======== Input for this task ========

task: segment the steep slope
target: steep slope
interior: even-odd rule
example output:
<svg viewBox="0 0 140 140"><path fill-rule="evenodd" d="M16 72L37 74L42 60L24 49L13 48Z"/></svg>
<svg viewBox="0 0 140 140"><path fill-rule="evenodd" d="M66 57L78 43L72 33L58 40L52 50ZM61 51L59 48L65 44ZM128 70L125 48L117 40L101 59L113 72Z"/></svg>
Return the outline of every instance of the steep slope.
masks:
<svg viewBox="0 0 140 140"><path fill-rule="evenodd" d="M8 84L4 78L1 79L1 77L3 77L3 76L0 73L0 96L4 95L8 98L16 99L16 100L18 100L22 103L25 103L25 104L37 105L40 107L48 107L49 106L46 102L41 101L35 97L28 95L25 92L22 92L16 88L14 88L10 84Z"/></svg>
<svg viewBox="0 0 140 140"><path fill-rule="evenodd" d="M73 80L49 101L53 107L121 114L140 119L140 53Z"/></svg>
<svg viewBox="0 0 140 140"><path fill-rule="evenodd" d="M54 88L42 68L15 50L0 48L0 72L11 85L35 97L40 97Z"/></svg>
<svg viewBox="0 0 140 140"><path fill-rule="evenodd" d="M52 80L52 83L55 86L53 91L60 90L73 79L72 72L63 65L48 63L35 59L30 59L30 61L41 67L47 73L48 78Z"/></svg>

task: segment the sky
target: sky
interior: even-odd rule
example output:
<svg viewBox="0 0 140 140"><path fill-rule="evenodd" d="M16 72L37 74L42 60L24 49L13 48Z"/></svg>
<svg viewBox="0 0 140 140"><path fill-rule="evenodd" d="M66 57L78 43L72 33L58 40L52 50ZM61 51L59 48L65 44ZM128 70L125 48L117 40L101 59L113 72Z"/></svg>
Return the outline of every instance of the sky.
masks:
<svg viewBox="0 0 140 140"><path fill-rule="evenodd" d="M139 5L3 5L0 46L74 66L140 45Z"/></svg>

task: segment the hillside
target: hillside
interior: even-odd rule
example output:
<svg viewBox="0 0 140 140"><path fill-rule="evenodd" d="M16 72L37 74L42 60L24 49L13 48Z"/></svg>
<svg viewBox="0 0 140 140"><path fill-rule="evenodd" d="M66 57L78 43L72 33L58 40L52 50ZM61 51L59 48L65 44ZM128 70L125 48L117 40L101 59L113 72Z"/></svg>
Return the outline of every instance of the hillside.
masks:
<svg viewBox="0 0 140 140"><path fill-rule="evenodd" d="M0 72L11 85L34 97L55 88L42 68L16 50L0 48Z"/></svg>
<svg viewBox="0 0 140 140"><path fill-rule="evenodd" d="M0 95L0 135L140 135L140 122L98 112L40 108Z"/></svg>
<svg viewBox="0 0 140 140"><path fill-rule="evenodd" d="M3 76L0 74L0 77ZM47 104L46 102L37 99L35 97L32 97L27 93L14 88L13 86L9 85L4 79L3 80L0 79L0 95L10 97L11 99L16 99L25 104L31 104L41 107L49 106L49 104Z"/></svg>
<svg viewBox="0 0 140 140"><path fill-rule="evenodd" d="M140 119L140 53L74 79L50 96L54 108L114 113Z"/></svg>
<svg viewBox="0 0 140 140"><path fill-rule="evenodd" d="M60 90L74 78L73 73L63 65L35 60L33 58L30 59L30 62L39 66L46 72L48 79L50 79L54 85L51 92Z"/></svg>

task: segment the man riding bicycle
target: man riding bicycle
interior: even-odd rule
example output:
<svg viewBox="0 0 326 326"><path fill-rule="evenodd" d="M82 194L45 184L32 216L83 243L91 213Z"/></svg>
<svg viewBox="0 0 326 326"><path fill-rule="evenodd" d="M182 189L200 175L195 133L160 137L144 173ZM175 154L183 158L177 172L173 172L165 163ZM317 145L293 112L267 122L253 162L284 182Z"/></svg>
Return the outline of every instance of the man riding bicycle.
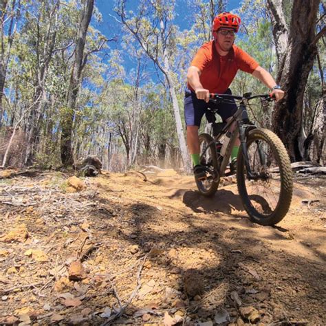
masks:
<svg viewBox="0 0 326 326"><path fill-rule="evenodd" d="M275 83L271 74L259 66L249 54L234 45L241 19L236 14L223 12L214 19L212 31L214 39L204 44L191 62L187 74L187 89L184 98L184 117L187 131L187 144L196 178L204 177L206 171L199 162L198 129L204 114L209 118L210 93L231 94L228 88L238 69L251 74L271 89L271 96L279 100L284 91ZM218 113L226 122L236 112L235 102L219 103ZM208 119L209 120L209 119ZM210 121L211 122L211 121ZM237 158L240 142L238 140L231 154Z"/></svg>

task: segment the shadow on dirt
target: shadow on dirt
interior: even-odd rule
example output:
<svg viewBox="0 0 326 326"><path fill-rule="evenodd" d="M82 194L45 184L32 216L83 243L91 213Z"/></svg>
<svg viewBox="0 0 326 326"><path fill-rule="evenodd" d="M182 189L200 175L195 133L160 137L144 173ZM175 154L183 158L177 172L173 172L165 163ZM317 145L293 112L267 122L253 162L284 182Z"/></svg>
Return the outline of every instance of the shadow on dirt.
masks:
<svg viewBox="0 0 326 326"><path fill-rule="evenodd" d="M210 199L197 192L187 191L183 201L195 212L230 213L232 209L242 209L239 196L226 190L218 191ZM175 212L160 210L142 203L125 207L124 211L130 214L124 213L121 224L115 226L119 229L122 243L137 245L140 248L138 257L149 254L148 259L155 270L164 270L168 275L171 270L178 270L172 273L175 276L170 279L170 283L166 282L164 285L176 292L173 297L168 296L163 300L163 309L171 309L173 300L182 299L186 303L189 316L195 314L202 320L213 319L216 311L223 308L232 314L232 320L235 321L240 316L239 303L232 294L235 292L246 306L263 307L260 320L267 324L285 322L289 317L312 318L315 316L318 320L321 316L320 310L317 309L308 316L306 305L309 301L310 305L320 306L318 301L320 294L316 296L316 293L323 291L320 282L320 278L325 277L323 266L303 257L271 250L259 238L261 227L248 219L238 219L237 229L209 218L199 224L198 217L188 214L177 216ZM128 224L126 228L129 233L122 226L124 224ZM182 229L180 225L183 226ZM246 232L241 232L243 226ZM278 234L273 236L274 231ZM274 240L284 239L281 230L270 228L270 232ZM153 248L157 248L158 253L151 256ZM193 284L186 284L184 275L191 269L195 270L197 279L191 281ZM151 275L157 282L162 282L155 273L152 272ZM202 281L202 288L198 291L201 298L194 300L188 289L195 288ZM299 298L298 289L302 291ZM275 301L282 302L283 314L275 314L275 303L270 304ZM137 305L136 301L132 308L137 310L142 307ZM127 318L125 316L122 319Z"/></svg>
<svg viewBox="0 0 326 326"><path fill-rule="evenodd" d="M182 197L184 204L195 213L221 212L230 214L232 210L244 211L239 195L221 189L214 196L206 197L197 191L188 191Z"/></svg>

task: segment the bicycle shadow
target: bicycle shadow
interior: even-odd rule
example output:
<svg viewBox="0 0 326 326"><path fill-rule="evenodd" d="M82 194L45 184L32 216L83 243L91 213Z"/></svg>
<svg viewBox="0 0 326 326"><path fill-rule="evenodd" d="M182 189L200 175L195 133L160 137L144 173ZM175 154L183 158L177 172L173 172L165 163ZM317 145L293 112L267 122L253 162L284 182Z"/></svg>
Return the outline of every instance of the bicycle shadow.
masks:
<svg viewBox="0 0 326 326"><path fill-rule="evenodd" d="M218 190L210 197L204 197L197 191L188 191L184 193L182 202L195 213L231 214L235 210L244 211L239 195L226 189Z"/></svg>

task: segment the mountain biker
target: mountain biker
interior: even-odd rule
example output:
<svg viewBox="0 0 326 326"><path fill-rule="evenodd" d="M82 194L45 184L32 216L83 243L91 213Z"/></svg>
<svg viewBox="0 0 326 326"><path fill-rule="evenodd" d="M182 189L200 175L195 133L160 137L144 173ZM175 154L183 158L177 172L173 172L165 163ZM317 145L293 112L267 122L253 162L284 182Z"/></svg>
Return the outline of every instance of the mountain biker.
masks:
<svg viewBox="0 0 326 326"><path fill-rule="evenodd" d="M284 96L284 91L271 74L262 68L249 54L234 44L240 26L240 17L230 12L218 14L213 21L213 40L204 44L193 58L187 74L187 89L184 98L184 118L187 131L187 144L191 156L195 177L206 175L199 162L198 129L204 114L209 118L208 107L210 93L232 94L228 88L238 69L251 74L271 89L276 100ZM218 113L226 122L236 112L233 104L219 103ZM209 120L209 119L208 119ZM211 121L210 121L211 122ZM237 158L240 145L238 140L232 151L231 161Z"/></svg>

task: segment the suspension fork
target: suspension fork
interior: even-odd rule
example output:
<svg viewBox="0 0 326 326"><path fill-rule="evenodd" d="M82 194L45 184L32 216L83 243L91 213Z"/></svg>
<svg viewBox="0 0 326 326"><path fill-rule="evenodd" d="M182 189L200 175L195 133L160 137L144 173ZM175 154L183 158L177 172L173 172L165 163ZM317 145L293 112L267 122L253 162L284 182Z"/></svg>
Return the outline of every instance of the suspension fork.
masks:
<svg viewBox="0 0 326 326"><path fill-rule="evenodd" d="M246 164L246 169L247 170L248 178L253 179L254 175L251 171L250 164L249 164L249 156L248 155L247 149L247 138L246 136L246 127L243 126L242 121L238 121L239 138L240 138L241 146L242 149L242 155Z"/></svg>

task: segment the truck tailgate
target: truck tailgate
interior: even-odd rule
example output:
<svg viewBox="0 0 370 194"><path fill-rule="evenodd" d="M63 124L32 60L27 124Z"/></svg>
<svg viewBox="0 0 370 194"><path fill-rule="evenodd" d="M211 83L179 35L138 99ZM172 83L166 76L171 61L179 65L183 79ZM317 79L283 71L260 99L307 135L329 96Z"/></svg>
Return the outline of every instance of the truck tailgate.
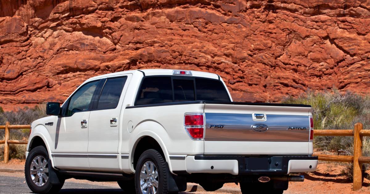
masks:
<svg viewBox="0 0 370 194"><path fill-rule="evenodd" d="M311 109L303 105L206 102L205 154L307 155Z"/></svg>

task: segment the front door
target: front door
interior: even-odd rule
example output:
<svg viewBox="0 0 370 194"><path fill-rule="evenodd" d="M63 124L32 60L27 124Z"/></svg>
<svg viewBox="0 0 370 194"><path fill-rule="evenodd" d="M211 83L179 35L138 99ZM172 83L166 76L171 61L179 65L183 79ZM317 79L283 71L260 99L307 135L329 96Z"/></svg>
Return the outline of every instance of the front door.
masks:
<svg viewBox="0 0 370 194"><path fill-rule="evenodd" d="M56 167L61 169L89 170L87 155L91 104L99 80L80 87L65 102L56 125L54 152Z"/></svg>
<svg viewBox="0 0 370 194"><path fill-rule="evenodd" d="M119 170L120 115L131 76L126 74L102 81L89 119L88 152L91 170Z"/></svg>

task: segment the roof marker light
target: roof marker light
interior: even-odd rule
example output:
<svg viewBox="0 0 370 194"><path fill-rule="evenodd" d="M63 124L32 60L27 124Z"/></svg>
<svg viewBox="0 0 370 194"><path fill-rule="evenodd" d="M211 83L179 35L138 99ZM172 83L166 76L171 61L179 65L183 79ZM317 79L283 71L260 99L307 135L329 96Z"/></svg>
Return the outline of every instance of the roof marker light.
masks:
<svg viewBox="0 0 370 194"><path fill-rule="evenodd" d="M182 71L181 70L174 70L172 73L174 75L193 75L190 71Z"/></svg>

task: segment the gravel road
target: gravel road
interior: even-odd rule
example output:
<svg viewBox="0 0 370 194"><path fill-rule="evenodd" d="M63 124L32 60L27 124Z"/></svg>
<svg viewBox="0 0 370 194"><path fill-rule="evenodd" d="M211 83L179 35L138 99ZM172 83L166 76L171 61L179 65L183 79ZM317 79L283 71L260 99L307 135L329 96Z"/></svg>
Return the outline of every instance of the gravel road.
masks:
<svg viewBox="0 0 370 194"><path fill-rule="evenodd" d="M0 194L33 193L25 182L24 175L20 173L0 172ZM122 190L114 182L95 182L74 179L66 180L59 193L122 193ZM205 191L196 184L188 183L188 189L183 194L240 194L238 186L225 184L221 189L213 192Z"/></svg>

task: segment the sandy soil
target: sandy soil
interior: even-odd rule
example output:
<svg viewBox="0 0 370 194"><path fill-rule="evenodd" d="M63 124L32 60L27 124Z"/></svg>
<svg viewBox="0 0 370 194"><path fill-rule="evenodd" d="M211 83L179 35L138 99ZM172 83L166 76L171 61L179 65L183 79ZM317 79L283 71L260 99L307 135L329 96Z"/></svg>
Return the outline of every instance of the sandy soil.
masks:
<svg viewBox="0 0 370 194"><path fill-rule="evenodd" d="M0 169L23 170L24 160L12 160L6 164L0 162ZM343 164L336 162L320 162L317 169L313 172L305 173L305 180L303 182L290 182L289 188L284 193L370 193L370 180L364 178L362 188L357 191L353 191L352 181L344 176L341 171L344 168ZM370 173L368 171L367 173ZM3 176L23 177L23 173L20 172L10 173L0 172ZM67 182L99 185L107 187L119 187L115 182L92 182L85 180L68 179ZM193 183L188 183L188 189L184 193L241 193L239 185L234 183L227 183L221 189L215 192L205 191L201 187Z"/></svg>

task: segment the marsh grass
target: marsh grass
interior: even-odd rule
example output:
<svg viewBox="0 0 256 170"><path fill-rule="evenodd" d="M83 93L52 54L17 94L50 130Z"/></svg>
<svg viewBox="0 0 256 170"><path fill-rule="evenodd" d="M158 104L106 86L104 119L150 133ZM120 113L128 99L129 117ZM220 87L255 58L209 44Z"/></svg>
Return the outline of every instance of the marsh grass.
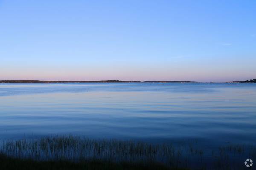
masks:
<svg viewBox="0 0 256 170"><path fill-rule="evenodd" d="M67 167L83 169L90 169L85 164L90 167L104 164L107 167L103 169L240 170L244 167L244 160L256 156L254 146L229 144L209 151L195 146L56 136L4 141L0 147L0 159L13 159L20 163L28 161L35 166L46 162L58 167L58 162L62 162ZM93 169L101 169L96 168Z"/></svg>

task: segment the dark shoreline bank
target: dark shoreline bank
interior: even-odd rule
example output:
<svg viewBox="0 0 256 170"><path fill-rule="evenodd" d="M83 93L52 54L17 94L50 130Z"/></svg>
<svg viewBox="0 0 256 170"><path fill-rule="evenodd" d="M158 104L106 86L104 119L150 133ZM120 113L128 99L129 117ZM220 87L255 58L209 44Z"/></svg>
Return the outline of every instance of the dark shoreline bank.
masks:
<svg viewBox="0 0 256 170"><path fill-rule="evenodd" d="M0 80L0 83L98 83L98 82L199 82L189 81L122 81L122 80L99 80L99 81L44 81L44 80Z"/></svg>
<svg viewBox="0 0 256 170"><path fill-rule="evenodd" d="M232 143L207 150L195 144L177 147L71 135L1 143L1 170L240 170L246 168L245 159L256 159L254 145Z"/></svg>

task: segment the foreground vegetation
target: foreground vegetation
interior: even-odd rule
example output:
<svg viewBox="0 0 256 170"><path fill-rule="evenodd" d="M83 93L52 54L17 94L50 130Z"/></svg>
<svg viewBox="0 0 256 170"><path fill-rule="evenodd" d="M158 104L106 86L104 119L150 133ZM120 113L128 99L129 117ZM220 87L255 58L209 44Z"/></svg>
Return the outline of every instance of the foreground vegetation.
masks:
<svg viewBox="0 0 256 170"><path fill-rule="evenodd" d="M200 148L73 136L7 141L0 147L0 169L242 170L244 160L256 160L254 146Z"/></svg>

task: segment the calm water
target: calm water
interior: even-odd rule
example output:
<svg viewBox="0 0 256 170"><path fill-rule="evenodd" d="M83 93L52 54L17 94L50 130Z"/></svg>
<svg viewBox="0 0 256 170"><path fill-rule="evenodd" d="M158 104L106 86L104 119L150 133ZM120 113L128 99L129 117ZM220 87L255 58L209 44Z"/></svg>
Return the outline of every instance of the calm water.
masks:
<svg viewBox="0 0 256 170"><path fill-rule="evenodd" d="M256 84L0 84L0 139L256 141Z"/></svg>

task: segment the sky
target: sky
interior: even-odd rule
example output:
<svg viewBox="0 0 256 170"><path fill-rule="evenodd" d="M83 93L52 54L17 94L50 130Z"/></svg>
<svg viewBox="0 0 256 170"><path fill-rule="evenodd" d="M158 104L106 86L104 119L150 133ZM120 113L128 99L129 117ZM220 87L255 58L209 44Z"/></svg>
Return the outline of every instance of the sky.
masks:
<svg viewBox="0 0 256 170"><path fill-rule="evenodd" d="M254 0L0 0L0 80L255 79L255 9Z"/></svg>

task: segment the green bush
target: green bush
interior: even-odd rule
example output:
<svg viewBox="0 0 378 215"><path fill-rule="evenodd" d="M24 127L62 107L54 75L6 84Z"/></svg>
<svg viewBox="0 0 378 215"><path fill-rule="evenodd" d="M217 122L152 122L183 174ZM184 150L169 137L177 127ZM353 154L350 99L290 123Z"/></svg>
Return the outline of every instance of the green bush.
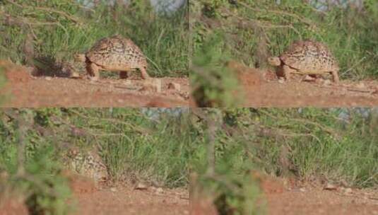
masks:
<svg viewBox="0 0 378 215"><path fill-rule="evenodd" d="M6 0L0 15L0 59L55 68L98 40L119 34L142 50L153 76L188 76L185 7L160 15L145 0L114 6L101 1L94 8L73 0Z"/></svg>

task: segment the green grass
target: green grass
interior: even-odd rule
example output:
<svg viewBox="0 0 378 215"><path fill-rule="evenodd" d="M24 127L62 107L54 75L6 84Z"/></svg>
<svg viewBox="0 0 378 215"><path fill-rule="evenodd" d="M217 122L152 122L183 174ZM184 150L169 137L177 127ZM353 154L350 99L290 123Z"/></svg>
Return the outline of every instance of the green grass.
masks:
<svg viewBox="0 0 378 215"><path fill-rule="evenodd" d="M87 51L98 40L119 34L141 49L152 76L188 76L186 7L159 15L146 0L114 7L102 3L93 9L73 0L7 0L0 6L0 59L18 64L30 64L28 57L47 64L72 62L74 54Z"/></svg>
<svg viewBox="0 0 378 215"><path fill-rule="evenodd" d="M97 149L110 182L136 178L165 187L187 186L191 134L186 112L150 118L141 109L44 108L3 110L0 115L0 173L9 175L0 181L0 190L11 187L25 194L31 211L66 214L73 209L65 203L70 190L61 174L62 156L71 147ZM23 154L20 143L23 160L18 156Z"/></svg>
<svg viewBox="0 0 378 215"><path fill-rule="evenodd" d="M320 11L303 1L201 0L190 2L191 47L201 50L214 32L226 38L223 52L251 67L266 68L296 40L326 44L341 66L341 79L378 77L377 1L364 1L358 9L332 6Z"/></svg>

========

▶ [Do this]: Render the listing as a Markdown table with the columns Row and Listing line, starting with the line containing "task: segment the suspension fork" and continuing through the line containing "170L120 115L131 76L126". Skip blank lines and omit the pictures.

▶ [Output for this exercise]:
| Row | Listing line |
|---|---|
| 1 | task: segment the suspension fork |
| 2 | target: suspension fork |
| 3 | interior: even-odd rule |
| 4 | example output: |
| 5 | <svg viewBox="0 0 326 326"><path fill-rule="evenodd" d="M82 194L45 184L32 216L83 243L91 213Z"/></svg> |
| 6 | <svg viewBox="0 0 326 326"><path fill-rule="evenodd" d="M182 189L200 175L195 133L160 137L144 173ZM175 154L183 158L177 172L173 172L165 163ZM317 145L293 112L267 122L253 162L284 182Z"/></svg> |
| 7 | Return the outline of every instance of the suspension fork. |
| 8 | masks: |
| 9 | <svg viewBox="0 0 326 326"><path fill-rule="evenodd" d="M246 164L246 169L247 170L248 178L253 179L254 175L251 171L250 164L249 164L249 156L248 155L247 149L247 138L246 136L246 127L243 126L242 121L238 121L239 138L240 138L241 146L242 149L242 155Z"/></svg> |
| 10 | task: segment the truck tailgate |
| 11 | target: truck tailgate |
| 12 | interior: even-odd rule |
| 13 | example output: |
| 14 | <svg viewBox="0 0 370 194"><path fill-rule="evenodd" d="M63 124L32 60L27 124Z"/></svg> |
| 15 | <svg viewBox="0 0 370 194"><path fill-rule="evenodd" d="M211 83L179 35L138 99ZM172 83L166 76L171 61L179 65L183 79ZM317 79L283 71L260 99L307 135L329 96Z"/></svg> |
| 16 | Return the outline of every instance of the truck tailgate. |
| 17 | masks: |
| 18 | <svg viewBox="0 0 370 194"><path fill-rule="evenodd" d="M311 109L303 105L206 102L205 154L307 155Z"/></svg> |
| 19 | task: segment the front door |
| 20 | target: front door |
| 21 | interior: even-odd rule |
| 22 | example output: |
| 23 | <svg viewBox="0 0 370 194"><path fill-rule="evenodd" d="M63 124L32 60L27 124Z"/></svg> |
| 24 | <svg viewBox="0 0 370 194"><path fill-rule="evenodd" d="M211 83L179 35L138 99ZM172 83L166 76L171 61L179 65L183 79ZM317 79L283 71L260 99L307 135L329 96Z"/></svg> |
| 25 | Return the outline of every instance of the front door. |
| 26 | masks: |
| 27 | <svg viewBox="0 0 370 194"><path fill-rule="evenodd" d="M56 167L61 169L89 170L87 155L91 104L99 80L80 87L65 102L56 125L54 152Z"/></svg> |
| 28 | <svg viewBox="0 0 370 194"><path fill-rule="evenodd" d="M119 170L120 115L131 76L126 74L102 81L89 119L88 152L91 170Z"/></svg> |